Point-per-instance localization data:
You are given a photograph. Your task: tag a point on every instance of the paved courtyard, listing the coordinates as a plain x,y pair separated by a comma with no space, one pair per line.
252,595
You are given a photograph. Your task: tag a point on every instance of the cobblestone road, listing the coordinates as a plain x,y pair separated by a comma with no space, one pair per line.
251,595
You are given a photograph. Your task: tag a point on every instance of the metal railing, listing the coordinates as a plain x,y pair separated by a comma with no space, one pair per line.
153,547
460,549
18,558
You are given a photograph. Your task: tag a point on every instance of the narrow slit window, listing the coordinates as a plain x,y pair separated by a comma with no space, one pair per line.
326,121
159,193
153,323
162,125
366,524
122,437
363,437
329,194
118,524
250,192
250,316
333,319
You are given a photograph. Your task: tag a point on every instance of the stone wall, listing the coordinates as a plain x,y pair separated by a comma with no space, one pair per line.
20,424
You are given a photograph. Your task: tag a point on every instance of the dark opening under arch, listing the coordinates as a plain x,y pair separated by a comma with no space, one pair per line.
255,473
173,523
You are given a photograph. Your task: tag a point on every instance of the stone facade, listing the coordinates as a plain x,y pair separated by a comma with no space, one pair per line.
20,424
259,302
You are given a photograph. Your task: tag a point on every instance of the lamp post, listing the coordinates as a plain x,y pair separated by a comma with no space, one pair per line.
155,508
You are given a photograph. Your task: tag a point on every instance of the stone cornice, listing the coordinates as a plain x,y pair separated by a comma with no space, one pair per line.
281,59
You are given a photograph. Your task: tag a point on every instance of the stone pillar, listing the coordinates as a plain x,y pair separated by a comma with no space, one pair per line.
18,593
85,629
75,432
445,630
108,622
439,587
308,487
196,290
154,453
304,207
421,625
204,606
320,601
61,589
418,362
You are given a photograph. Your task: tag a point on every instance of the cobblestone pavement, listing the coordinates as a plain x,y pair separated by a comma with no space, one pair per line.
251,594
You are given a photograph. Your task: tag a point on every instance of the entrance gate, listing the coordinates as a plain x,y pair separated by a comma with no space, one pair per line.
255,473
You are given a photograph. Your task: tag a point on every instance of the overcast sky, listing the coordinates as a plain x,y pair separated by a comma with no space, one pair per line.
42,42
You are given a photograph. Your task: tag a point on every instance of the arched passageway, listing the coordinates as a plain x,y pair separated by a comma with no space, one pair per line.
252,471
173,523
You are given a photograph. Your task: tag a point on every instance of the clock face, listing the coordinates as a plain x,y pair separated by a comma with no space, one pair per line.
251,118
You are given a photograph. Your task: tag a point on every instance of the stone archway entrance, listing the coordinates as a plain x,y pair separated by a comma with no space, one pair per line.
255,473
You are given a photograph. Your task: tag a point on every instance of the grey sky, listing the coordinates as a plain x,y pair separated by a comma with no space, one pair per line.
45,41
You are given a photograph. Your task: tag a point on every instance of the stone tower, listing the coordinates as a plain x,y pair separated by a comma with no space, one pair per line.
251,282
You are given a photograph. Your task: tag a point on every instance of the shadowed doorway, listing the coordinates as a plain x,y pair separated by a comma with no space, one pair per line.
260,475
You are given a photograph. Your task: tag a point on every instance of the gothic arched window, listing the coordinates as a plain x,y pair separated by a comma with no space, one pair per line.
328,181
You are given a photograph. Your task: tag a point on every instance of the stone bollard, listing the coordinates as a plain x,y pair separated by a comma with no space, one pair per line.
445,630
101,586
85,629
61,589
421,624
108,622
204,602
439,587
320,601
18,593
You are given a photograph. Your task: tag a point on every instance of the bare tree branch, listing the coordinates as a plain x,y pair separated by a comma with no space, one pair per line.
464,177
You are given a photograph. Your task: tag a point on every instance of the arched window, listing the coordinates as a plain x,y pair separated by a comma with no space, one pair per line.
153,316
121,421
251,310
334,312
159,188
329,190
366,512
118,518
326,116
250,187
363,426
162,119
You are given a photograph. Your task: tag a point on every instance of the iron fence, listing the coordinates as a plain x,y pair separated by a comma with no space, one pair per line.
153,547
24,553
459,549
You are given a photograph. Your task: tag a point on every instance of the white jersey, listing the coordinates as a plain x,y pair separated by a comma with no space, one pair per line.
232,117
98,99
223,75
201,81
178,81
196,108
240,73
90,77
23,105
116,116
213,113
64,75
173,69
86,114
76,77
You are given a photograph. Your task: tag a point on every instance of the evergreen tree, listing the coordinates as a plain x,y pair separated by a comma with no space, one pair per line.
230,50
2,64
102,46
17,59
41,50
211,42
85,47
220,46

PROMPT: Using the data above, reproduce every line exactly.

WRITTEN ANSWER:
You are given a photograph. Your task: tag a point on every instance of the paved courtyard, listing the coordinates as a plain x,y pair separated by a comma with no space, one pair per line.
252,595
You are given a photograph. Your task: tag a point on every instance of the cobblestone road, listing the coordinates as a plain x,y pair separated by a comma with no space, one pair per line.
251,595
You are given a photograph. Your task: tag a point on every instance of the metal railing, listing the coordinates as a plain x,y pair separated by a comma with no space, one pair per line.
153,547
460,549
18,558
You are given a photograph. Your task: tag a point on every instance of the narrow slit window, listing the coordinates as a plain x,y pair separated by a comma with no space, one pair per line.
326,121
159,193
153,323
162,125
366,524
122,437
363,437
329,194
118,524
250,192
250,316
333,319
You are given a photograph. Your task: tag a point on every instance of the stone wall, listing the coordinates as a plain x,y pair separated by a comma with no space, one pair per line.
20,424
You are given a photograph. Your task: tag a point on every instance of the dark opening under arch, listing the coordinates as a plain x,y pair separated by a comma with no space, one pair per line.
255,473
173,523
You are given a photograph. Your task: tag a point on every instance of the stone facade, listing the coordinates as a plain x,y pair separated by a comma with no space, one pair per line.
20,424
259,302
You are given a photograph. Your task: tag a point on every instance of the lamp post, listing the coordinates as a plain x,y pair separated by a comma with no space, one pair per line.
155,508
You are given a photograph. Your task: tag a point on every instance of the stone cornice, listing the coordinates as a plain x,y pair separated by a comma with no space, one pair per line.
281,59
You are given a photograph. Your task: tag a point on every instance of the stone pillar, listing the coordinates as a plain x,y pair separated by a comma with no space, one pair per line.
18,593
85,629
75,432
445,630
108,622
439,587
308,487
196,290
154,453
304,207
421,625
204,606
320,601
61,589
418,362
You are given a photograph. Your task: tag a point on every instance of the cobblestone pavement, listing the coordinates as a plain x,y pair separated by a comma with no space, one pair per line.
251,594
You are given a photograph. Your task: tag a point on every instance of the entrance gate, listing the coordinates as a plain x,y pair separated by a comma with no space, one pair per line.
255,473
You are given a photograph. Your task: tag a point on every instance of the overcast sky, listing the coordinates as a plain x,y pair separated by a comma with no space, one pair per line.
42,42
You are given a photograph. Your task: tag a point on every instance of the arched passageway, listing the coordinates as a plain x,y pair separated by a comma with no space, one pair per line.
252,471
173,523
You are given a photograph. Your task: tag a point on every instance of the clock face, listing the coordinates as a plain x,y pair separated by a comma with no space, one pair per line.
251,118
You are given a photograph. Your task: tag a point on every instance of the stone archway entrance, listing the coordinates as a plain x,y pair separated by a comma with no space, one pair per line.
255,473
You are given a photograph. Your task: tag a point on every instance of the grey sky, listing the coordinates as a plain x,y pair separated by a comma with no space, one pair per line.
45,41
You are given a photograph. Your task: tag a point on every instance of the stone tower, listing the coordinates as a plain x,y pair separated by a comma with no space, one pair per line.
251,282
You are given a photograph. Your task: tag a point on every instance of the shadowed doorway, listing the coordinates as a plain x,y pair separated by a comma with no space, one pair per line.
260,475
You are given a photograph. Your task: tag a point on every instance of the gothic arched window, listing the coordinates as a plain x,y pair separated by a comma with no space, one pair per line.
328,181
You are given a photograph. Your task: tag a point on every instance of the stone bollard, listing the coordinates as a plain x,y pair separated by a comma with no space, one pair per line.
445,630
101,586
85,629
61,589
421,624
108,622
204,602
439,587
320,601
18,593
You are given a photograph. Your task: tag a point on every instance of the bare tree branch, listing the coordinates as a plain x,y pair separated by a comma with no space, one pair per line.
464,177
You are given a photograph. Your task: tag a point on every instance of the arched window, listing the coordinates as a plain x,y pair separated by a comma with no space, one pair per line.
153,316
121,421
251,310
334,312
159,188
329,190
366,512
118,518
326,116
250,187
363,426
162,119
You are given a photograph. Your task: tag a point on every instance of the iron fence, listing the coordinates as a plain x,y pair separated by a comma with no space, one pair per line.
153,547
24,553
459,549
You are given a photograph. Your task: tag a point on every instance of the white jersey, listing the coordinates as a plain x,y pair separated by a comma with no space, one pair per line.
232,117
98,99
223,75
201,81
178,81
196,108
240,73
90,77
23,105
116,116
213,113
64,75
173,69
86,114
76,77
You are given a photograph. Your task: tag a point on every instance of the evergreen tree, listing the coordinates as a plain x,y pair separated by a comma with no space, one pair per line.
230,50
2,64
102,46
17,59
41,50
211,42
85,47
220,46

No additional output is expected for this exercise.